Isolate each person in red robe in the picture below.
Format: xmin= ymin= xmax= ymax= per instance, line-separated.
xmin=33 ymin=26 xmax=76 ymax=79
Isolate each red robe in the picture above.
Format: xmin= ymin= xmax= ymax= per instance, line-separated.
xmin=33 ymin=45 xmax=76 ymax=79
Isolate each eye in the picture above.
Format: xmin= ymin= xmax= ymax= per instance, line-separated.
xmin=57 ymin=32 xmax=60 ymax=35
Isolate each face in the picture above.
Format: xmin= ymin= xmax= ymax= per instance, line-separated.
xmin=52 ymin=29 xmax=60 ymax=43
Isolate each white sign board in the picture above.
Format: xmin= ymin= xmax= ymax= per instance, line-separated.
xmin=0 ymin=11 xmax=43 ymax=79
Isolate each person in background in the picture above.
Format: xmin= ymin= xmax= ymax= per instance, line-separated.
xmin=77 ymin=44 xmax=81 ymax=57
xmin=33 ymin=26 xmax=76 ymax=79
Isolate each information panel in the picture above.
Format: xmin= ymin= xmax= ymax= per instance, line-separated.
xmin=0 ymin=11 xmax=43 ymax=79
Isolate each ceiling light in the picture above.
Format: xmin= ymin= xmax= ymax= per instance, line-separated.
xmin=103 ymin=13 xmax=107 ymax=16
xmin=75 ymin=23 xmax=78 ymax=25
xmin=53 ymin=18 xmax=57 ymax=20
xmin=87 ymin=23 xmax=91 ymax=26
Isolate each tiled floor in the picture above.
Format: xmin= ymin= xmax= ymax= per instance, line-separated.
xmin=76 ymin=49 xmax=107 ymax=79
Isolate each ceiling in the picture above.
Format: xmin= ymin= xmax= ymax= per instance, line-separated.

• PROBLEM DETAILS: Copy all of the data above line for line, with no changes.

• ANSWER FOR THIS EXERCISE:
Isolate each person in red robe in the picture below.
Format: xmin= ymin= xmax= ymax= per instance, line-separated.
xmin=33 ymin=26 xmax=76 ymax=79
Isolate each red robe in the picture above.
Format: xmin= ymin= xmax= ymax= per instance, line-separated.
xmin=33 ymin=45 xmax=76 ymax=79
Isolate each eye in the picture above.
Format: xmin= ymin= xmax= ymax= per instance, line-separated.
xmin=57 ymin=32 xmax=60 ymax=35
Isolate each face in the picture above.
Format: xmin= ymin= xmax= ymax= per instance, line-separated.
xmin=52 ymin=29 xmax=60 ymax=43
Isolate each white sign board in the picture above.
Format: xmin= ymin= xmax= ymax= per instance, line-separated.
xmin=0 ymin=11 xmax=43 ymax=79
Isolate each person in background in the picture above.
Format: xmin= ymin= xmax= ymax= per instance, line-separated.
xmin=77 ymin=44 xmax=81 ymax=57
xmin=33 ymin=26 xmax=76 ymax=79
Isolate each information panel in the picture above.
Format: xmin= ymin= xmax= ymax= per instance, line-separated.
xmin=0 ymin=11 xmax=43 ymax=79
Isolate each ceiling light in the picture above.
Format: xmin= ymin= xmax= ymax= per instance, line-separated.
xmin=103 ymin=13 xmax=107 ymax=16
xmin=75 ymin=23 xmax=78 ymax=25
xmin=53 ymin=18 xmax=57 ymax=20
xmin=87 ymin=23 xmax=91 ymax=26
Isolate each tiled floor in the picture above.
Format: xmin= ymin= xmax= ymax= per instance, line-separated.
xmin=76 ymin=49 xmax=107 ymax=79
Isolate each ceiling in the picture above.
Format: xmin= ymin= xmax= ymax= per instance, line-separated.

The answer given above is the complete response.